— SELECTED TEXT —

^^^^^^^^^^^^^^^^

Texas University Allows Professors Gun-Free Zone in Their Offices, Not Classrooms
By Benjamin Wermund, New York Times
Professors at the University of Texas at Austin will be allowed to ban guns from their offices, the university's board of regents said Wednesday.
Under a new state law, people holding licenses for concealed weapons will be able to carry handguns throughout public college campuses in Texas beginning in August. However, each university is allowed to carve out gun-free zones. At the UT flagship, dormitories will be gun-free and faculty will be able to keep guns out of their offices, under policies now given the green light by regents.
Public universities across the state have been working on carve-outs to their campus carry policies. The policies at UT Austin, where faculty have been especially vocal against the new law - three professors last week sued the college over it - are some of the most stringent in the state.
The regents made just one tweak to the policies during their Wednesday meeting, doing away with a proposed rule that would have required people carrying semi-automatic handguns to remove bullets from a gun's chamber before bringing it on campus. The regents who voted to strike the rule said they heard from numerous experts who said it would be safer to just leave the guns loaded, rather than trying to remove the ammunition before heading onto campus.
"The body of evidence we've received shows it is inherently safer... to not allow guns to be chambered (and) unchambered on campus," said Jeffrey Hildebrand, a regent from Houston who proposed the motion to scrap the rule. "The less that one manipulates a gun...the better, and the safer it is."
That faculty will be able to keep guns out of their campus offices may provide a little relief to professors who have fought against the campus carry law since it was approved last year. UT professors Jennifer Lynn Glass, Lisa Moore and Mia Carter filed a lawsuit asking a federal judge to block the law from taking effect. They are suing Texas Attorney General Ken Paxton, UT Austin President Gregory Fenves and the UT regents to do so.

^^^^^^^^^^^^^^^^

List every person identified by name in the article about gun-free zones at the University of Texas at Austin.

^^^^^^^^^^^^^^^^

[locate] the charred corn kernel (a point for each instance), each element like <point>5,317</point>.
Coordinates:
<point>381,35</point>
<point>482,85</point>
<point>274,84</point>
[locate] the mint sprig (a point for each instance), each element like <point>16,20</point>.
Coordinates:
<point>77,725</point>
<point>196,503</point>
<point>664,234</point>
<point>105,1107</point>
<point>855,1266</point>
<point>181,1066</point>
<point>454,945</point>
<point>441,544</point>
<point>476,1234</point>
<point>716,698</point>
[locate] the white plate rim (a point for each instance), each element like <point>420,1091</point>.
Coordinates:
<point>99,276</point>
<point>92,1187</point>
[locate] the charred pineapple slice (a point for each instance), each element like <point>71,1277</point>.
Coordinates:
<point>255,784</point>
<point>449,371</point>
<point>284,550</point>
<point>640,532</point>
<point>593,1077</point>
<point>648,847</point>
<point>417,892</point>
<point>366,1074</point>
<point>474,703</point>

^^^^^^^^^^^^^^^^

— WRITTEN SOLUTION —
Benjamin Wermund, Jeffrey Hildebrand, Jennifer Lynn Glass, Lisa Moore, Mia Carter, Ken Paxton, Gregory Fenves